GIVEN ENTRIES:
=======
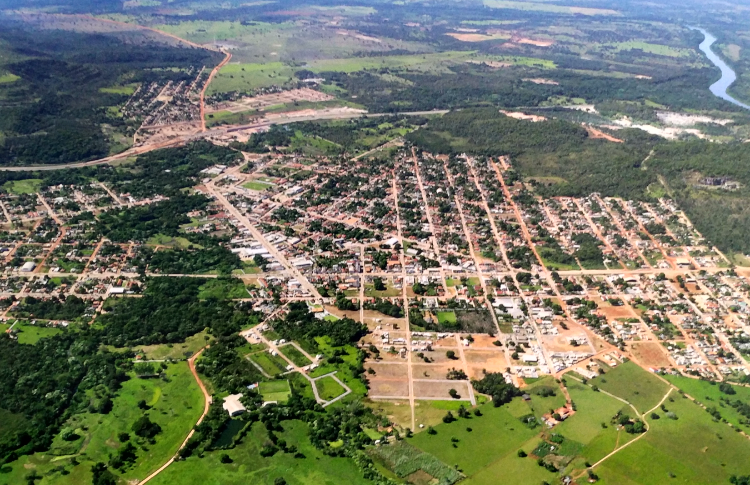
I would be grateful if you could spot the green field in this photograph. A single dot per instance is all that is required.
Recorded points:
(708, 394)
(178, 351)
(249, 467)
(637, 386)
(295, 355)
(488, 451)
(691, 449)
(255, 185)
(223, 289)
(328, 388)
(548, 7)
(31, 334)
(175, 242)
(271, 364)
(8, 78)
(278, 391)
(247, 77)
(27, 186)
(127, 90)
(175, 404)
(447, 318)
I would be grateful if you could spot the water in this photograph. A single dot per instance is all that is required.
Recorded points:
(728, 76)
=======
EXERCISE DETAILS: Return all of the entries word for word, but omit the pictures.

ANSWER TO THE PROBLEM:
I would be grateful if you could spot the green field in this photograph. A single dot per instance is all that is required.
Recorded points:
(708, 394)
(178, 351)
(249, 467)
(637, 386)
(295, 355)
(488, 451)
(691, 449)
(255, 185)
(223, 289)
(328, 388)
(548, 7)
(31, 334)
(175, 242)
(271, 364)
(8, 78)
(278, 391)
(247, 77)
(27, 186)
(127, 90)
(175, 404)
(447, 318)
I would be grateful if you could spot the water in this photograph. A single dot per instance is all that is required.
Recorded points:
(728, 76)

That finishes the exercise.